Assigned task: Copy every entry word for word, but skip the pictures.

:: Information supplied ::

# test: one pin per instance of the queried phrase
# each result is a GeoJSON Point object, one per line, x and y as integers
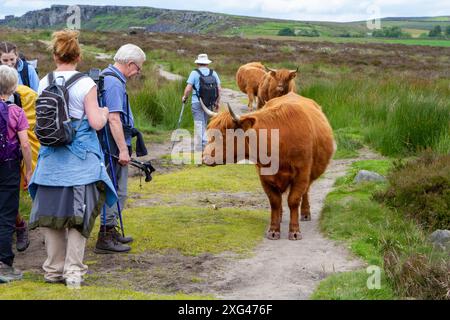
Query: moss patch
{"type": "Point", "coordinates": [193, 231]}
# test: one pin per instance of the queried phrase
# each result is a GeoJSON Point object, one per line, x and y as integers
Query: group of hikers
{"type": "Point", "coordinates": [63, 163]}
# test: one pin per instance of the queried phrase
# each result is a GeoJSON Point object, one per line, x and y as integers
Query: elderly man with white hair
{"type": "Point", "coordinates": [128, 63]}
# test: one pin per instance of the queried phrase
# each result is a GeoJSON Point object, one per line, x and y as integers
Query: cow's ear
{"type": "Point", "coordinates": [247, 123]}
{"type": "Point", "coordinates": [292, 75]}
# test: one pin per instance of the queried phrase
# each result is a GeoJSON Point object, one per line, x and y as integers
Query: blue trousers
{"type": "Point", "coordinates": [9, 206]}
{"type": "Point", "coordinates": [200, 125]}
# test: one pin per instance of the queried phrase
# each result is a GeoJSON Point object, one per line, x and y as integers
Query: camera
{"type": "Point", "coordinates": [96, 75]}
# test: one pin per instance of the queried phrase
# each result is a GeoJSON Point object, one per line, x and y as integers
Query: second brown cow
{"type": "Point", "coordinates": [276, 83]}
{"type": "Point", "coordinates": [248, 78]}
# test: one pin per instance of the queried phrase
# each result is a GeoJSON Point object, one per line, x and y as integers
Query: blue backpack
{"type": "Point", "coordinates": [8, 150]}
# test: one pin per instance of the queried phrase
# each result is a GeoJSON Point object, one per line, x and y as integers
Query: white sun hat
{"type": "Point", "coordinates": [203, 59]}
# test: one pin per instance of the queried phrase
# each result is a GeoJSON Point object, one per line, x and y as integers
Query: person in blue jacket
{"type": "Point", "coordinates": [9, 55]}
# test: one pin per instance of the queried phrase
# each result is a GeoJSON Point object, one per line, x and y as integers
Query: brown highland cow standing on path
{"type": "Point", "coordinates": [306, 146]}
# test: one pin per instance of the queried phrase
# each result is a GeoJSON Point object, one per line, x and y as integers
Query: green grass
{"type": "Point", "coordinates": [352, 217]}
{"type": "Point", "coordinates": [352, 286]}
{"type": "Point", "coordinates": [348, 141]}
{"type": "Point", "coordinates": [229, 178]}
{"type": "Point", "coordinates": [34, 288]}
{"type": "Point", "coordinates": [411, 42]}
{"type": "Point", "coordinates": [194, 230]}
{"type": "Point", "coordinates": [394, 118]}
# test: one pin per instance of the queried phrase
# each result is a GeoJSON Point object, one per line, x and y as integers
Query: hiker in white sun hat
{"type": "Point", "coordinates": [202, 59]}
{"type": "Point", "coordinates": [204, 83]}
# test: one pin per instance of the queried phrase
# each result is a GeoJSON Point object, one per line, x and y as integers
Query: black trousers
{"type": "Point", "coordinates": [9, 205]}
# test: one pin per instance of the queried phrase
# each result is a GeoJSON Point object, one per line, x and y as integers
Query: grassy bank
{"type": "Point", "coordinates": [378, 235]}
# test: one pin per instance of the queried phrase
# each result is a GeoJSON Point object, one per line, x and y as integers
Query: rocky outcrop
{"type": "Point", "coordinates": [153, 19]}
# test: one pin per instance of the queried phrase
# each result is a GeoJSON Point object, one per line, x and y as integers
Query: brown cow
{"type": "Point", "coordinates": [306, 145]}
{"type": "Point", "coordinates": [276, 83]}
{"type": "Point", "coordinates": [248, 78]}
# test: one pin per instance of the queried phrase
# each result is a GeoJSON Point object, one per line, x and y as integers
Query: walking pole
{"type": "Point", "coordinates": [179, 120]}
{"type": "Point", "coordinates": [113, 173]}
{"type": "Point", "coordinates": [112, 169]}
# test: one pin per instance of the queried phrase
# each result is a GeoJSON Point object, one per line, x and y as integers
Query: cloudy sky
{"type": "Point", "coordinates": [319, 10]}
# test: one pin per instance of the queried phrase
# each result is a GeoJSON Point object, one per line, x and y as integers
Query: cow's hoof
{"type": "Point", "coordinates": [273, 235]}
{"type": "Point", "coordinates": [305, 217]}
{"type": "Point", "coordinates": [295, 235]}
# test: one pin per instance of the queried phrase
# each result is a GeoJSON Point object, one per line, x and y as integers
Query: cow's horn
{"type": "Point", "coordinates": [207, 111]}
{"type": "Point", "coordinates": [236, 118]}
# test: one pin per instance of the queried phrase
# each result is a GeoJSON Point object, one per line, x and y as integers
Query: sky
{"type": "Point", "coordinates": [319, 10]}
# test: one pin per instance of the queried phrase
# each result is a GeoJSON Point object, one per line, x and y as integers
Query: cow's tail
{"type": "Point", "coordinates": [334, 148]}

:::

Reply to the exercise:
# test: one pin per instance of the queried phrase
# each result is a GeoJSON Point object, one per line, x and y as integers
Query: moss patch
{"type": "Point", "coordinates": [193, 231]}
# test: one pin per instance of the queried phrase
# each result is a GeoJSON Point object, one per line, x and y as integers
Query: group of hikers
{"type": "Point", "coordinates": [63, 163]}
# test: one pin per instance of the queried phrase
# each result is a GeoJSON Point object, one per line, x and y as integers
Query: elderly man with white hair
{"type": "Point", "coordinates": [128, 63]}
# test: one pin per instance of the queried phrase
# each result is a GeoJSON Point object, one per line, x and y as integers
Query: cow's ear
{"type": "Point", "coordinates": [247, 123]}
{"type": "Point", "coordinates": [292, 75]}
# test: one pin per instance of the queried phrase
# each result is a GeoJSON Point object, one per line, x and y as integers
Query: blue trousers
{"type": "Point", "coordinates": [9, 206]}
{"type": "Point", "coordinates": [200, 125]}
# test: one pin per instance of the queried phrase
# each result is a GeoJSON Point object, one per line, x and y as integers
Query: camera
{"type": "Point", "coordinates": [96, 75]}
# test: one pin per instance of the queried phrase
# each result is a GeoJSON Point object, one per line, x and y as integers
Query: second brown cow
{"type": "Point", "coordinates": [276, 83]}
{"type": "Point", "coordinates": [248, 78]}
# test: one pin per instance of the queried phrase
# each result is a GeoJSON Point object, one per line, x and y as integers
Query: blue backpack
{"type": "Point", "coordinates": [8, 150]}
# test: one pin per instance of the queried phrase
# each result is a GeoJSON Point object, one per line, x and y as integers
Query: white sun hat
{"type": "Point", "coordinates": [203, 59]}
# test: one pin per instance of the queried phrase
# each result is a GeoJSON Point object, one per line, x and y as integers
Query: person in blue jacket
{"type": "Point", "coordinates": [9, 55]}
# test: one pin per instance of the queried phrase
# each result is a GeoJSON Point object, one per line, x and y as integers
Query: brown highland cow standing on path
{"type": "Point", "coordinates": [306, 146]}
# test: one pin per instance of the queried phrase
# each result is a GeoJSON Point object, one per line, x and y as integers
Query: green grass
{"type": "Point", "coordinates": [352, 217]}
{"type": "Point", "coordinates": [352, 286]}
{"type": "Point", "coordinates": [348, 141]}
{"type": "Point", "coordinates": [229, 178]}
{"type": "Point", "coordinates": [34, 288]}
{"type": "Point", "coordinates": [411, 42]}
{"type": "Point", "coordinates": [194, 230]}
{"type": "Point", "coordinates": [394, 118]}
# test: one pin per instance of the queried phrase
# each result is a GeoJSON Point object, one per line, x and y as integers
Query: hiker in white sun hat
{"type": "Point", "coordinates": [202, 59]}
{"type": "Point", "coordinates": [204, 83]}
# test: one pin per instance of the queried phrase
# each result is a GeoJSON Point object, one per line, x and y as integers
Query: black trousers
{"type": "Point", "coordinates": [9, 205]}
# test: one pin per instance of the queried phrase
# each result is a GeoJSON Point object, one per line, x and y as integers
Query: grassy bank
{"type": "Point", "coordinates": [378, 235]}
# test: one pin per instance of the queried phrase
# each result is a GeoJSON Point object, one per line, x and y as integers
Query: rocky outcrop
{"type": "Point", "coordinates": [153, 19]}
# test: one pin per instance of the queried phrase
# each result is a GeoJSON Point object, one per line, x and y as integers
Query: brown cow
{"type": "Point", "coordinates": [306, 145]}
{"type": "Point", "coordinates": [276, 83]}
{"type": "Point", "coordinates": [248, 78]}
# test: one pin per instance of the queried phrase
# each result is a GeoJSON Point object, one per line, x and y as integers
Query: walking pole
{"type": "Point", "coordinates": [179, 120]}
{"type": "Point", "coordinates": [113, 173]}
{"type": "Point", "coordinates": [112, 169]}
# test: one pin per instance of the queried phrase
# each result is a GeoJSON Point object, one per line, x and y as integers
Query: cloudy sky
{"type": "Point", "coordinates": [319, 10]}
# test: one pin per instance of the queried phrase
# each result is a GeoJSON Point object, one per line, x and y as integers
Query: cow's hoof
{"type": "Point", "coordinates": [273, 235]}
{"type": "Point", "coordinates": [305, 217]}
{"type": "Point", "coordinates": [295, 235]}
# test: one pin per instance of the queried phrase
# each result is a GeoJSON Point object, one per line, x and y as integers
Query: cow's horn
{"type": "Point", "coordinates": [207, 111]}
{"type": "Point", "coordinates": [236, 118]}
# test: one pin per instance of the queried phrase
# each result is a GeoJSON Point object, one per line, x and y as integers
Query: sky
{"type": "Point", "coordinates": [319, 10]}
# test: one pin per instance of the queried phrase
# each result is a GeoJSON Point object, one per line, x and y as integers
Query: cow's tail
{"type": "Point", "coordinates": [334, 148]}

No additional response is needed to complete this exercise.